▸ **DATA FOR THIS EXERCISE**
++++++++++
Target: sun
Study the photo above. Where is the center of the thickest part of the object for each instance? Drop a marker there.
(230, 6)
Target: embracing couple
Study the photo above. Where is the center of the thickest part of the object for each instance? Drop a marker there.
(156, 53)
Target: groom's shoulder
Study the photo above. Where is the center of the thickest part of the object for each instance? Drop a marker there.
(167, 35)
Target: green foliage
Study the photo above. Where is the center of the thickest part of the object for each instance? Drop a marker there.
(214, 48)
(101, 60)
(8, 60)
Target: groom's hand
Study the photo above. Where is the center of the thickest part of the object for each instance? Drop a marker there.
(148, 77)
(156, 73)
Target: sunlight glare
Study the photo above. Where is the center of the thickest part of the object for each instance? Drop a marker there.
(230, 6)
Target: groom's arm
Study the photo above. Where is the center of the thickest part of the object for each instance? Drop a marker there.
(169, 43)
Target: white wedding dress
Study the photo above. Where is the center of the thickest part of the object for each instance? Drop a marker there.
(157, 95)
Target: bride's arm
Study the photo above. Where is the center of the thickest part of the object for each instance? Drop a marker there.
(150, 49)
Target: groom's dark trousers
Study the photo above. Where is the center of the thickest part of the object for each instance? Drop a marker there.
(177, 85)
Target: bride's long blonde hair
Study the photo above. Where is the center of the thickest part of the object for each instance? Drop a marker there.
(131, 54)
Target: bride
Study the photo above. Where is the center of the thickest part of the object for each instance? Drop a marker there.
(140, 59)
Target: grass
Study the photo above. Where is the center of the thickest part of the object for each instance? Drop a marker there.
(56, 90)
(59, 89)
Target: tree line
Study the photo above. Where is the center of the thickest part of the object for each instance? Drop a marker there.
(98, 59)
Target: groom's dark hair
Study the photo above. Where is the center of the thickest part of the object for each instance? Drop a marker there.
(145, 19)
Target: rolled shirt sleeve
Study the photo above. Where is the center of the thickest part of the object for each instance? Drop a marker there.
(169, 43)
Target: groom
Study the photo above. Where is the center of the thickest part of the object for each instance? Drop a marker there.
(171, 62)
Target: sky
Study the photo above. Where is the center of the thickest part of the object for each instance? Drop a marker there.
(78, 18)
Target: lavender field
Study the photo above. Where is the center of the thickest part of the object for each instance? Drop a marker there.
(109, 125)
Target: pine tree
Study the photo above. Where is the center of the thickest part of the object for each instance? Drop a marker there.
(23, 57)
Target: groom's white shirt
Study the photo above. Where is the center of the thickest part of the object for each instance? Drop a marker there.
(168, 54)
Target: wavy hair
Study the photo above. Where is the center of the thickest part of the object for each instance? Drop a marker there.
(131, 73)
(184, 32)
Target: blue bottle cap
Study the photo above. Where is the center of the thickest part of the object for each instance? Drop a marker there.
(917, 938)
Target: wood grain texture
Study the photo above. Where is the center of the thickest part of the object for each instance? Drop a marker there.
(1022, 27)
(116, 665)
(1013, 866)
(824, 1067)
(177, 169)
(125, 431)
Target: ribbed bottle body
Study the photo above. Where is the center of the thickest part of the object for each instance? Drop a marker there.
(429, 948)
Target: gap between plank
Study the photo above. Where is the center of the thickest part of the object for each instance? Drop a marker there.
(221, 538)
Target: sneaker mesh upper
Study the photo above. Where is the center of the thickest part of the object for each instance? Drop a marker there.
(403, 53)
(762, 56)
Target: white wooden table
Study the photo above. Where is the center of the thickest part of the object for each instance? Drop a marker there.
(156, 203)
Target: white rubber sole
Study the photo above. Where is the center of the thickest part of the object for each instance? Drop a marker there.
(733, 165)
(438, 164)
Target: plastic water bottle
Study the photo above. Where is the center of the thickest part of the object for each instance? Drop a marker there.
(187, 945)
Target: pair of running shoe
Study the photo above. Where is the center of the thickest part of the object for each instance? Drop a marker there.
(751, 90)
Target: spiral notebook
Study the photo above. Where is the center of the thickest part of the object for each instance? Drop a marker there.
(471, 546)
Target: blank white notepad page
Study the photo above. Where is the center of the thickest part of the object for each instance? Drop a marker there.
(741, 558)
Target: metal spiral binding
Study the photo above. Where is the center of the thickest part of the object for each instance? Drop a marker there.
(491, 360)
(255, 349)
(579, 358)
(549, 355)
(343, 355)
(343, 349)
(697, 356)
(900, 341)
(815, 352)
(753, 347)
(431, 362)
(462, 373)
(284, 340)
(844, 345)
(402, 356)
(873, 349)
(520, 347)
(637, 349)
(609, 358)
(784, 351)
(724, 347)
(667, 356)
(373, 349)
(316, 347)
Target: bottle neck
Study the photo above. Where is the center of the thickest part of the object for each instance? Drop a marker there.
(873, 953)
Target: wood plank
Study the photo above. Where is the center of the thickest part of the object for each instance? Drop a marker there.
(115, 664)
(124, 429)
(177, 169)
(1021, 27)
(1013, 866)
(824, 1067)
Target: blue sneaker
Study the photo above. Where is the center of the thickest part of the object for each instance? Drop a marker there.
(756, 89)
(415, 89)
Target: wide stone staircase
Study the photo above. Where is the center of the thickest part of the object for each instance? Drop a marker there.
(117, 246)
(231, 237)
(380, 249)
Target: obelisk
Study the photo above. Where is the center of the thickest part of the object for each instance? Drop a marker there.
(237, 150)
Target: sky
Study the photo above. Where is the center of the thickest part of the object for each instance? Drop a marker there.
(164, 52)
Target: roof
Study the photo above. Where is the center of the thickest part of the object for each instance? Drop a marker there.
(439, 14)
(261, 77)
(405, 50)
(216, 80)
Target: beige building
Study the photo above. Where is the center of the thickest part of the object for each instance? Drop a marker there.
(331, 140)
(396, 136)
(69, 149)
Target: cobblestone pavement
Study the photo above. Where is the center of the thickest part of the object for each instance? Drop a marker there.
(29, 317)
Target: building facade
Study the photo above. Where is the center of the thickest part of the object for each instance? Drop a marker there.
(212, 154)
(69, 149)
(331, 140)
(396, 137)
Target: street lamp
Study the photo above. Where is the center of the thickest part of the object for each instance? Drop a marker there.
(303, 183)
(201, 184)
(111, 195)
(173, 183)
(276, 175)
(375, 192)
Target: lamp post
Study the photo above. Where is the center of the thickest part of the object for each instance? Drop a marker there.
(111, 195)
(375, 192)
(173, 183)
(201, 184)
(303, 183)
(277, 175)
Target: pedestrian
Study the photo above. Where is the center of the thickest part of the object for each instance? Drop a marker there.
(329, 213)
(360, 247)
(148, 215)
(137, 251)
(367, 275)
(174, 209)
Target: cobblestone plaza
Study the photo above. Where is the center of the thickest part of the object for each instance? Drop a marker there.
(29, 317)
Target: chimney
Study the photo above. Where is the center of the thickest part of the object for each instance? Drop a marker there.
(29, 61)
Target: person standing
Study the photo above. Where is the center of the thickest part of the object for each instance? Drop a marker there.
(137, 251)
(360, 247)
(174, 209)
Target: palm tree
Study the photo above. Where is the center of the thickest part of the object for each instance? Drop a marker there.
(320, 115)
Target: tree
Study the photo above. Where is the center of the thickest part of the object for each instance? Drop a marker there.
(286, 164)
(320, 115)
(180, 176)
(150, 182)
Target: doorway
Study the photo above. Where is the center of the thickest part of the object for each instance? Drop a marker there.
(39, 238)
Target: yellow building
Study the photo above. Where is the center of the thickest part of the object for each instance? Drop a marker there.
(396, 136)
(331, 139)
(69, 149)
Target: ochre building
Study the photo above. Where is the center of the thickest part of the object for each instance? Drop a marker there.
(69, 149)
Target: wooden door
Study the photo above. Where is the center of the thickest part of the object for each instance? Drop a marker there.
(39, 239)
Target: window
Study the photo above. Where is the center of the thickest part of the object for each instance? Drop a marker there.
++++++++++
In the entries above, the lines from the one bearing "Target: ochre building" up to and including the one bearing "Target: window" should be transcribed exactly; no other line is wanted.

Target: ochre building
Study the photo above. Where is the center of the thickest part of the object for each instance? Drop a marker there.
(69, 149)
Target: wooden door
Study the photo above. Where is the center of the thickest part of the object for each instance? Drop a marker there.
(39, 239)
Target: window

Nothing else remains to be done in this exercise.